(DATA FOR PROCESSING Opens)
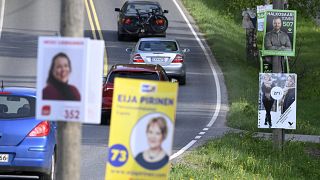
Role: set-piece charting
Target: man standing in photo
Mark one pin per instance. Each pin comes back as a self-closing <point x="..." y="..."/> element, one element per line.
<point x="277" y="39"/>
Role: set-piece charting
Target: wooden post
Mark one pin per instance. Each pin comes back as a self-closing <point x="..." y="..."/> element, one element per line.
<point x="69" y="133"/>
<point x="278" y="135"/>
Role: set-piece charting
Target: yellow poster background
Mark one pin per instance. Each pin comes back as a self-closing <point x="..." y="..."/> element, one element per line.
<point x="134" y="102"/>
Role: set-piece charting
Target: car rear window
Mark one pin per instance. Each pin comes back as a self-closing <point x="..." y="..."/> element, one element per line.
<point x="143" y="8"/>
<point x="134" y="75"/>
<point x="16" y="107"/>
<point x="158" y="46"/>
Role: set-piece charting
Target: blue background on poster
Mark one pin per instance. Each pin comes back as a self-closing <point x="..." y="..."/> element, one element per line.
<point x="118" y="155"/>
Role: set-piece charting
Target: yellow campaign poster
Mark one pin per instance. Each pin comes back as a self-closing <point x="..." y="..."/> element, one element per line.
<point x="141" y="130"/>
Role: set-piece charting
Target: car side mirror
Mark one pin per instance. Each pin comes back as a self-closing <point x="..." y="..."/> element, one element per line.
<point x="129" y="50"/>
<point x="186" y="50"/>
<point x="173" y="80"/>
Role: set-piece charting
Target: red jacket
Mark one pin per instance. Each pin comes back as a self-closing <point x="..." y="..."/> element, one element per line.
<point x="51" y="92"/>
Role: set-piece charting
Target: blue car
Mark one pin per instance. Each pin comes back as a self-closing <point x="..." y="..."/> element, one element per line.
<point x="27" y="145"/>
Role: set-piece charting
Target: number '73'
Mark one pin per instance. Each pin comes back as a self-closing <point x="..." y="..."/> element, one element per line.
<point x="116" y="153"/>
(DATA FOR PROCESSING Closes)
PROMPT:
Your answer must be the records exactly as they stand, with no pictures in it.

SOLUTION TO THE EXERCISE:
Role: set-piece charting
Target: man standing in photo
Mark one pin per instance. Each pin comes back as a self-closing <point x="..." y="..."/> element, one element per line.
<point x="277" y="39"/>
Role: set-piece charting
Target: wooden post
Mark one pin per instance. Each pin comes back as a self-closing <point x="..." y="..."/> element, one element per line.
<point x="69" y="133"/>
<point x="278" y="135"/>
Role: set-piece charting
Target: yellow poster background
Mark one pin per instance. Each pin comes back as a self-closing <point x="..." y="..."/> element, one element per line.
<point x="134" y="102"/>
Role: set-piece charting
Target: car rear window
Mark one pin per instance. Each pin comes back as a self-closing <point x="..." y="..."/> element, one element per line.
<point x="143" y="8"/>
<point x="134" y="75"/>
<point x="16" y="107"/>
<point x="158" y="46"/>
Role: set-piece charting
Target: blue background on poster
Mark one pin per instance. Each pin comes back as a self-closing <point x="..." y="..."/> element, one element per line.
<point x="118" y="155"/>
Role: set-piece charting
Target: yellow campaign poster
Mark one pin per instance. Each pin comes back as a self-closing <point x="..." y="..."/> element, one element per line.
<point x="141" y="130"/>
Role: set-piece charting
Target: car side mirror
Mark one pin per instance. Each pin comes back as a self-closing <point x="..." y="..."/> element, one element per line.
<point x="129" y="50"/>
<point x="186" y="50"/>
<point x="173" y="80"/>
Role: set-piece charting
Target: red jacket
Mark one pin per instance. Each pin comes back as a self-closing <point x="..." y="..."/> element, one element per line.
<point x="51" y="92"/>
Role: set-piece charting
Target: blue car
Mark one pin per instance. Each pin comes back as a self-closing <point x="..." y="..."/> element, one element per line.
<point x="27" y="145"/>
Role: set-piece charting
Target: number '73'
Mark one pin per instance. Each pin comes back as a self-closing <point x="..." y="..."/> element, one element per line.
<point x="116" y="153"/>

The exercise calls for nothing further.